IN the first week of 2017, we have already seen two indicators that, in my view, will define the year for Scotland in the all-important task of recasting our relations with the rest of the UK and with Europe.

The first was the opinion poll showing a marked aversion among Scots to holding another referendum on independence in the next 12 months. We are going into the fourth year running of political turmoil. While the commentariat may think this great fun, average punters are obviously starting to find it all a bit too much. They would prefer politicians to leave them alone while they return to cultivating their gardens.

That is bad news for the gung-ho enthusiasts, some of them writing for this newspaper, who cannot wait to get into a fresh referendum campaign. The last one was indeed an inspiring experience, warming the cockles of the coldest political heart. But I do not believe it was just a failure to hit even greater heights of commitment that lost it. The basic reason for defeat was a lack of persuasive argument at the margins among voters swayed more by calculation than by patriotism. Next time round, they are still less likely to be won over by our shouting louder and waving the Saltire with greater vigour. But I’ll return to the point below.

The second indicator is the sudden resignation of Sir Ivan Rogers, the UK Government’s permanent representative to the EU. This made him one of the most powerful figures in the British bureaucracy, and his escape is without doubt a heavy blow for Theresa May and her merry men. They are the ones who have caused it, by their inability to agree on what exactly what they want out of Brexit and, I suspect, also by their unwillingness to face up to what Rogers has been telling them about the uncomfortable realities of European attitudes towards the departing Brits.

§ §

EXERCISE DESCRIPTION:
Quote the stretch of the column on Scotland's year ahead from "The second indicator" through "the departing Brits.".

Collected data
§ §

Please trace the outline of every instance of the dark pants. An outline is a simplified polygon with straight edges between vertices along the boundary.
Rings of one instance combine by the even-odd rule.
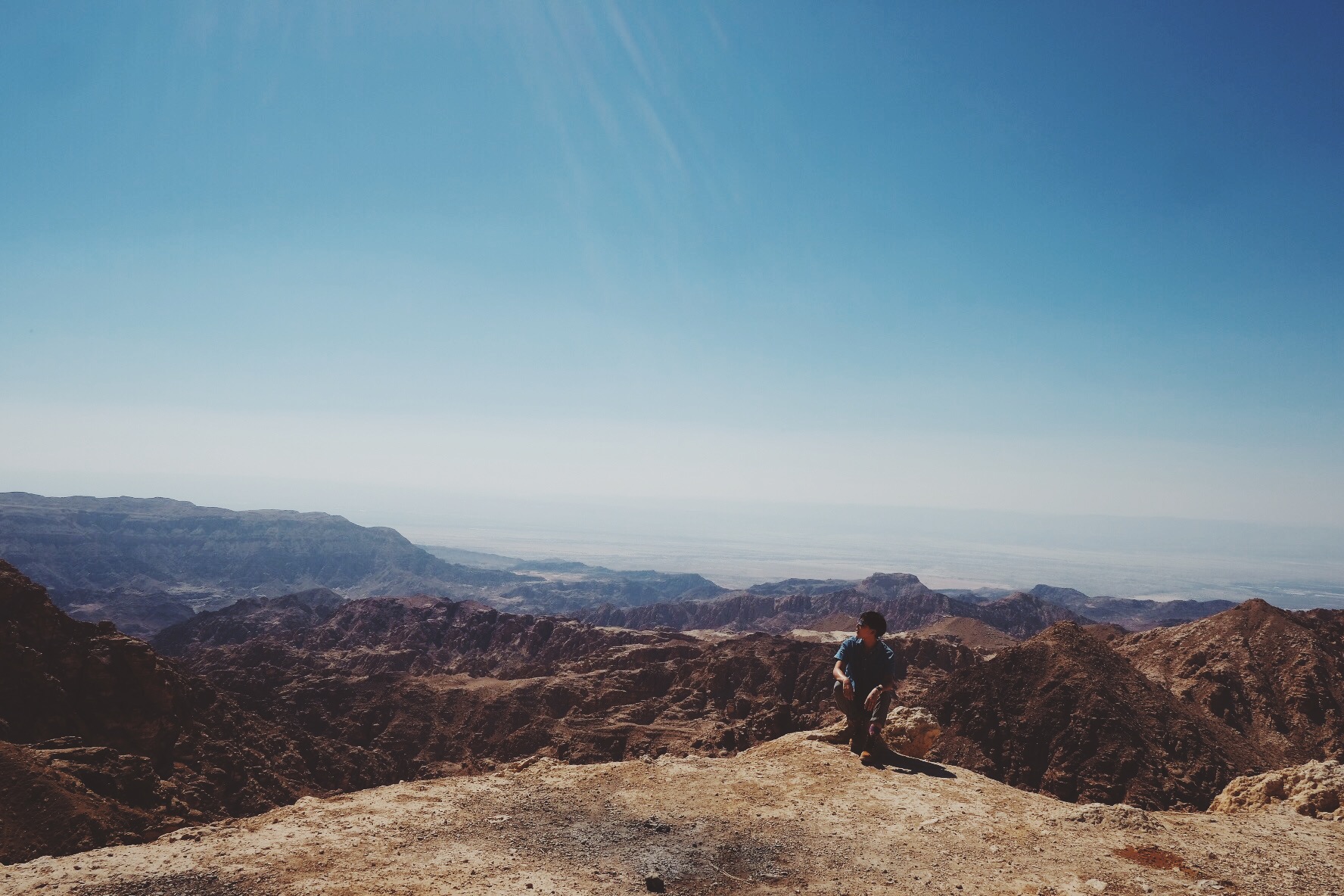
[[[853,692],[853,700],[844,696],[844,685],[839,681],[833,689],[836,696],[836,705],[844,712],[845,719],[849,720],[849,728],[856,732],[867,733],[868,725],[876,725],[878,731],[882,731],[882,725],[887,724],[887,713],[891,711],[891,692],[883,690],[882,696],[878,697],[878,705],[868,712],[863,708],[863,701],[868,699],[868,693],[872,690],[871,686],[867,690]]]

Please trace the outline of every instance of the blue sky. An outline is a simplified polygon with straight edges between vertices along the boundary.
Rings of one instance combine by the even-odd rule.
[[[1344,525],[1341,35],[0,3],[0,474]]]

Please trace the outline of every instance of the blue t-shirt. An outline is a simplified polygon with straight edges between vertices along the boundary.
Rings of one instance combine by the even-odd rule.
[[[857,635],[851,635],[840,645],[836,660],[844,664],[844,674],[853,681],[853,692],[859,697],[896,674],[896,652],[880,638],[872,650],[867,650]]]

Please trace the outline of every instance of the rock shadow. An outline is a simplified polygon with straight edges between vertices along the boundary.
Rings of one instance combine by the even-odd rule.
[[[925,762],[914,756],[906,756],[890,747],[879,747],[872,759],[867,763],[871,768],[891,768],[907,775],[929,775],[930,778],[956,778],[957,775],[948,767],[934,762]]]

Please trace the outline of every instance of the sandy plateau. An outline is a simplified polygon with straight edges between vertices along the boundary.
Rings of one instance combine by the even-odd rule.
[[[1344,895],[1344,825],[1074,806],[956,767],[864,768],[794,733],[722,759],[524,760],[0,866],[15,896],[664,889]]]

§ §

THE OUTPUT:
The second indicator is the sudden resignation of Sir Ivan Rogers, the UK Government’s permanent representative to the EU. This made him one of the most powerful figures in the British bureaucracy, and his escape is without doubt a heavy blow for Theresa May and her merry men. They are the ones who have caused it, by their inability to agree on what exactly what they want out of Brexit and, I suspect, also by their unwillingness to face up to what Rogers has been telling them about the uncomfortable realities of European attitudes towards the departing Brits.